*** Source

But what's in it for the athletes? Why should they be bothered to do something as simple as a retweet, especially when retweeting even one person means they'll be inundated with requests from hundreds more?

First, because it is so simple. With as few as two clicks of a button, an athlete can make a fan for life. Maybe even change perception if he or she has a reputation for being selfish or aloof.

There's almost no downside, either. When athletes begin signing autographs after a game or a practice, it sparks a mad rush of fans waving photos, magazine covers or pieces of paper. That may not sound so bad, but see how comfortable you feel when a dozen or more people are making a run at you. And when the time comes for an athlete to move on, there's always a groan of disappointment -- or worse -- from the fans who got shut out.

With the retweet, there's none of that. Athletes can sit in the quiet of their own home or cars (not while driving, please) or locker room and thumb through their requests. And because of the constant nature of Twitter, no one expects an athlete will see each request, let alone have time to respond to every one.

"If I retweeted everyone who asked me 4 a retweet I would be doing 24 hours a day," golfer Ian Poulter tweeted last month.

O'Neal chuckled when asked if he keeps track of how many retweet requests he gets -- "I've got 5 million followers" -- but said when he's on Twitter, he usually spends about 10 minutes going through requests and tries to respond to 20 or 30 of them.

"Especially if they say something funny," he said.

******
*** Dataset excerpts

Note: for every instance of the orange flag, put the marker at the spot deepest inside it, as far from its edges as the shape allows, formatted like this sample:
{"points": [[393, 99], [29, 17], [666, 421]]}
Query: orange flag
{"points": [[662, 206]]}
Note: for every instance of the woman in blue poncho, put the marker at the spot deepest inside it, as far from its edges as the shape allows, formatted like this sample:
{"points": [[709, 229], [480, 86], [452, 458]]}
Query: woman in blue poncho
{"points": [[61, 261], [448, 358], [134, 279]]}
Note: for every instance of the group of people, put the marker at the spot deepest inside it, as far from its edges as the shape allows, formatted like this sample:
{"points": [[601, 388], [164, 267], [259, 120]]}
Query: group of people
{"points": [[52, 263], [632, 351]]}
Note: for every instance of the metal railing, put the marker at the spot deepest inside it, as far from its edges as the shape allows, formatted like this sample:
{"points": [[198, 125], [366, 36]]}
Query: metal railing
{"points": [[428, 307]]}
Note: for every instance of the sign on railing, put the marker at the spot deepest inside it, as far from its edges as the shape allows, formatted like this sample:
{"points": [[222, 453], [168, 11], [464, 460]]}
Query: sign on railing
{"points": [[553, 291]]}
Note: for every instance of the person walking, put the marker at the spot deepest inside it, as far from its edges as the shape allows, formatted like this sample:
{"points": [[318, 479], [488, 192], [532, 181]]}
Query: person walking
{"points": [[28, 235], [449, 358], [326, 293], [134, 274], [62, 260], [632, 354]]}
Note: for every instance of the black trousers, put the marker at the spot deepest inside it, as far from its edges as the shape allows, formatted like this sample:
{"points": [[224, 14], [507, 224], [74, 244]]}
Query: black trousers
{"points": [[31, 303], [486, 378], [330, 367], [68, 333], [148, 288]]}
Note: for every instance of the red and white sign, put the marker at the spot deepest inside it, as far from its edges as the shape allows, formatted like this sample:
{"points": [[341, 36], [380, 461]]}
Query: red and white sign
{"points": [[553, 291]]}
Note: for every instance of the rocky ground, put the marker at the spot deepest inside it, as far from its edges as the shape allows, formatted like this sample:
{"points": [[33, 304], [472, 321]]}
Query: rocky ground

******

◆ The problem ◆
In the text on athletes and retweets, how many requests does O'Neal try to respond to when he is on Twitter?

◆ Final answer ◆
He tries to respond to 20 or 30 of them.